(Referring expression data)
# # # # #

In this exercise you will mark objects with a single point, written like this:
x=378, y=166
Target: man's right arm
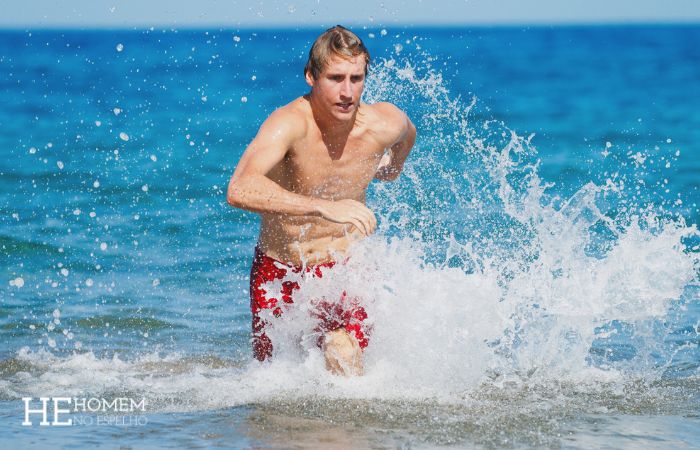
x=252, y=190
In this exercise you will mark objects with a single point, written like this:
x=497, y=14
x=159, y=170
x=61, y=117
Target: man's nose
x=346, y=89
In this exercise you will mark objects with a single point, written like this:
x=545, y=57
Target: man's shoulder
x=387, y=111
x=290, y=119
x=386, y=119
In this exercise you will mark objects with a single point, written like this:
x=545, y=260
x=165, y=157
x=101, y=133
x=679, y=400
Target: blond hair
x=336, y=41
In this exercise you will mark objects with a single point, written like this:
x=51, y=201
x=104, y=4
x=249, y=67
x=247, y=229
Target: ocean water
x=533, y=281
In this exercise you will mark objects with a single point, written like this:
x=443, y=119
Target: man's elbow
x=234, y=196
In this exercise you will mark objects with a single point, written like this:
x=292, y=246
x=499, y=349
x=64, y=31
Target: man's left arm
x=391, y=165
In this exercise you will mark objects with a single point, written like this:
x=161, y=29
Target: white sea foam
x=477, y=276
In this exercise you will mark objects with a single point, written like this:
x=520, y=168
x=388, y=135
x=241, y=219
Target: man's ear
x=309, y=78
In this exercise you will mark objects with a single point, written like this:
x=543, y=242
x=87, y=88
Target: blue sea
x=533, y=281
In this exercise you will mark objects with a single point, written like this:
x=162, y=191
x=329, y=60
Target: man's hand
x=349, y=211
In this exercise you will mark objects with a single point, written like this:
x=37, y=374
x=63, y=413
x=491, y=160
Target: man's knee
x=343, y=353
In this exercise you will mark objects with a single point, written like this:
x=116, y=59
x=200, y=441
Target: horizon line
x=402, y=25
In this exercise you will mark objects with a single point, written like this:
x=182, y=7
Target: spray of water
x=484, y=290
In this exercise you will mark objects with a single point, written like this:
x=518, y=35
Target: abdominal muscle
x=305, y=240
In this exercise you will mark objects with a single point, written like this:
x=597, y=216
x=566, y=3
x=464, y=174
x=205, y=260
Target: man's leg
x=343, y=353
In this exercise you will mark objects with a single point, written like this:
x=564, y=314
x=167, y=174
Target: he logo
x=44, y=411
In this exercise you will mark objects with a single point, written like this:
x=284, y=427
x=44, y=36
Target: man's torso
x=326, y=170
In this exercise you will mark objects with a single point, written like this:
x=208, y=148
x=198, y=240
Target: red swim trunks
x=343, y=313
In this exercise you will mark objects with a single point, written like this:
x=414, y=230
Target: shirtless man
x=306, y=173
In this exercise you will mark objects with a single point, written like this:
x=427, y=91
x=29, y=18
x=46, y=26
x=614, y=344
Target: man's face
x=339, y=87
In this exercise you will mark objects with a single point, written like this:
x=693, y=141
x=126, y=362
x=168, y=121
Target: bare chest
x=319, y=170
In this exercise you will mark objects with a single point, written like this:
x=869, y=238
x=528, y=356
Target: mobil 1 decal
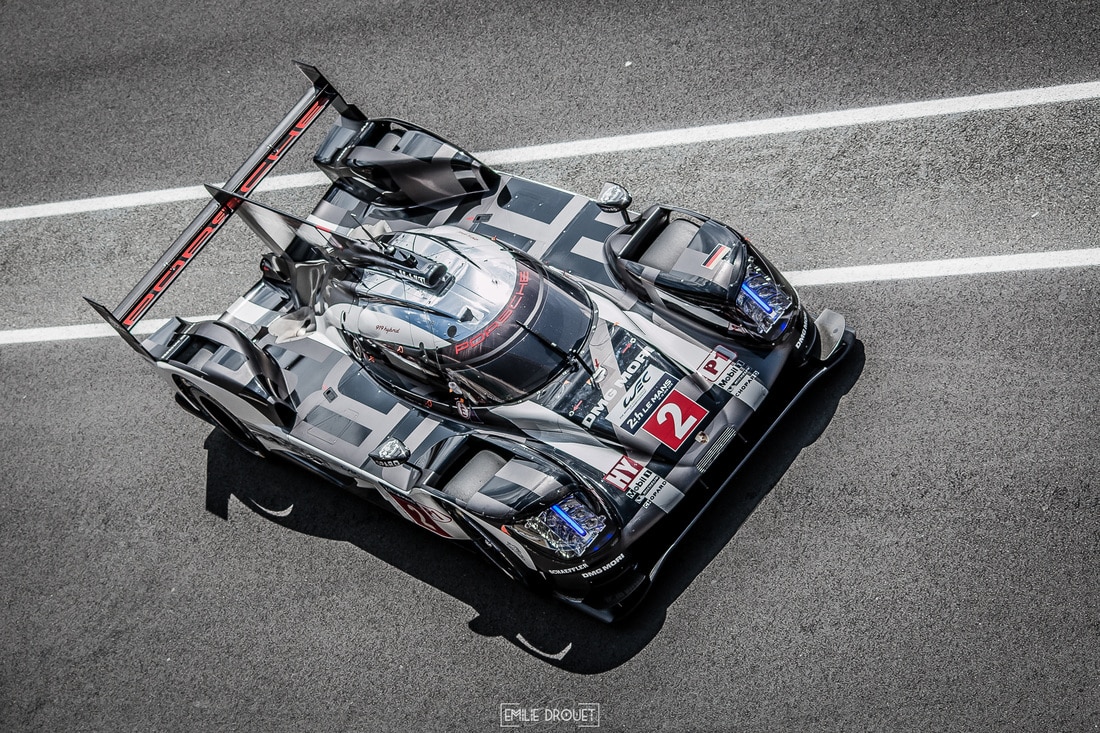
x=642, y=485
x=723, y=369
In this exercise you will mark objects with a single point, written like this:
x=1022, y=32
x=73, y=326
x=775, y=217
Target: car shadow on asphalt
x=539, y=626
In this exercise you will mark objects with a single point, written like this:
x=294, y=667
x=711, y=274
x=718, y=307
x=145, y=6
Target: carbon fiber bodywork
x=562, y=384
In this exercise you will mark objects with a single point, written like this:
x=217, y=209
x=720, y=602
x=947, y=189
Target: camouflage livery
x=550, y=378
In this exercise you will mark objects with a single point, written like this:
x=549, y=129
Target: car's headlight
x=569, y=527
x=761, y=298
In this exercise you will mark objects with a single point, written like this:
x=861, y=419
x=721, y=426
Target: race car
x=557, y=381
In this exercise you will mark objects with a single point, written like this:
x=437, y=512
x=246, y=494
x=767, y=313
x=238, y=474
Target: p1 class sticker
x=675, y=419
x=729, y=373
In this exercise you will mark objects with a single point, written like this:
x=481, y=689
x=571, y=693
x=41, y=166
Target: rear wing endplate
x=215, y=214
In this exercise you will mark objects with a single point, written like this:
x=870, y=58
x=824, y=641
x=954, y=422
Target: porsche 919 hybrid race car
x=553, y=380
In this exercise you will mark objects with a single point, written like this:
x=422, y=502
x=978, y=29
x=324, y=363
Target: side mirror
x=615, y=198
x=391, y=453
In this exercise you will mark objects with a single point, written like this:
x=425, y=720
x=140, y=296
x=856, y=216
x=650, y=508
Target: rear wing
x=216, y=214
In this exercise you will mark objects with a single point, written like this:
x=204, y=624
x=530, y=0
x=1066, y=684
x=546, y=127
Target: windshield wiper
x=569, y=357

# # # # #

Set the records down again word for word; the pictures stay out.

# [Solution]
In this exercise you will mark objects with a single point, written like this:
x=378, y=166
Target: man's right arm
x=252, y=190
In this exercise you will mark objects with a single point, written like this:
x=497, y=14
x=159, y=170
x=61, y=117
Target: man's nose
x=346, y=89
In this exercise you will mark objects with a single point, written like this:
x=545, y=57
Target: man's shoulder
x=387, y=111
x=290, y=119
x=386, y=119
In this exercise you will mark objects with a single point, written like this:
x=545, y=260
x=165, y=157
x=101, y=133
x=679, y=400
Target: blond hair
x=336, y=41
In this exercise you will mark objects with a single point, written like this:
x=51, y=201
x=104, y=4
x=249, y=67
x=247, y=229
Target: ocean water
x=533, y=281
In this exercise you will mark objects with a single point, written like this:
x=443, y=119
Target: man's elbow
x=234, y=196
In this exercise you will mark objects with a single point, written like this:
x=292, y=246
x=499, y=349
x=64, y=31
Target: man's left arm
x=391, y=165
In this exercise you will mark objects with a single point, written like this:
x=161, y=29
Target: white sea foam
x=477, y=276
In this exercise you will mark objects with a single point, written like this:
x=520, y=168
x=388, y=135
x=241, y=219
Target: man's ear
x=309, y=78
In this exercise you will mark objects with a single point, written like this:
x=543, y=242
x=87, y=88
Target: blue sea
x=533, y=281
In this exercise you will mark objects with a single point, written like this:
x=162, y=191
x=329, y=60
Target: man's hand
x=349, y=211
In this exercise you will mark objects with a single point, written like this:
x=37, y=374
x=63, y=413
x=491, y=160
Target: man's knee
x=343, y=353
In this exercise you will mark objects with a single point, written like this:
x=116, y=59
x=200, y=441
Target: horizon line
x=402, y=25
In this exercise you will mark objects with a single point, written like this:
x=182, y=7
Target: spray of water
x=484, y=290
In this exercise you will mark objects with a single point, written like this:
x=518, y=35
Target: abdominal muscle
x=305, y=240
In this exercise you will mark objects with a single point, written like this:
x=597, y=216
x=566, y=3
x=464, y=174
x=205, y=260
Target: man's leg
x=343, y=353
In this exercise you will mark objects with a single point, written like this:
x=564, y=314
x=167, y=174
Target: he logo
x=44, y=411
In this exercise you will mark objects with a single point, written like this:
x=284, y=427
x=44, y=36
Target: man's torso
x=326, y=170
In this exercise you will mark objects with a single point, written like this:
x=208, y=148
x=198, y=240
Target: red swim trunks
x=343, y=313
In this exercise you will mark objects with a single point, written like this:
x=414, y=230
Target: shirtless man
x=306, y=173
In this exercise you will mark objects with a single point, written like this:
x=427, y=91
x=29, y=18
x=46, y=26
x=614, y=344
Target: man's face
x=339, y=87
In this exercise you will mark objects with a single point, written like this:
x=693, y=141
x=126, y=362
x=168, y=121
Target: bare chest
x=319, y=170
In this exercise you will mark objects with a single point, written like this:
x=869, y=238
x=528, y=356
Target: mobil 1 decal
x=642, y=485
x=723, y=369
In this exercise you will mark objects with a single point, written like this:
x=1022, y=32
x=73, y=326
x=775, y=217
Target: car shadow on asphalt
x=539, y=626
In this exercise you will mark objects with a single point, written like this:
x=294, y=667
x=711, y=274
x=718, y=307
x=145, y=6
Target: carbon fiber bodywork
x=562, y=384
In this exercise you will mark objects with a single point, written like this:
x=217, y=209
x=720, y=602
x=947, y=189
Target: camouflage livery
x=550, y=378
In this exercise you will mark objects with a single point, written like this:
x=549, y=129
Target: car's headlight
x=569, y=527
x=761, y=298
In this exercise you will mark objects with a single point, written like this:
x=861, y=419
x=721, y=426
Target: race car
x=557, y=381
In this exercise you will mark objects with a single point, written like this:
x=437, y=512
x=246, y=494
x=767, y=313
x=238, y=474
Target: p1 class sticker
x=675, y=419
x=729, y=373
In this exercise you will mark objects with a single point, written like this:
x=481, y=689
x=571, y=693
x=41, y=166
Target: rear wing endplate
x=215, y=214
In this exercise you will mark objects with a single point, written like this:
x=870, y=58
x=824, y=641
x=954, y=422
Target: porsche 919 hybrid race car
x=553, y=380
In this exercise you will mark objects with a single point, written like this:
x=422, y=502
x=978, y=29
x=324, y=363
Target: side mirror
x=615, y=198
x=391, y=453
In this exercise you will mark objects with a single point, written like this:
x=425, y=720
x=140, y=296
x=856, y=216
x=650, y=508
Target: rear wing
x=216, y=214
In this exercise you will mark objects with a single point, written like this:
x=204, y=624
x=530, y=0
x=1066, y=684
x=546, y=127
Target: windshield wiper
x=569, y=357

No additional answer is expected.